━━━ Source material

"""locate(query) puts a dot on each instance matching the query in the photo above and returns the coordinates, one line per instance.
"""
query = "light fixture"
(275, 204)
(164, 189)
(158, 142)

━━━━━━

## What this task involves:
Every record is to be retyped exactly as given.

## Task result:
"""locate(query) puts a dot on each instance matching the query in the photo above and returns the coordinates, one line per instance.
"""
query = "light fixture"
(275, 204)
(164, 189)
(158, 142)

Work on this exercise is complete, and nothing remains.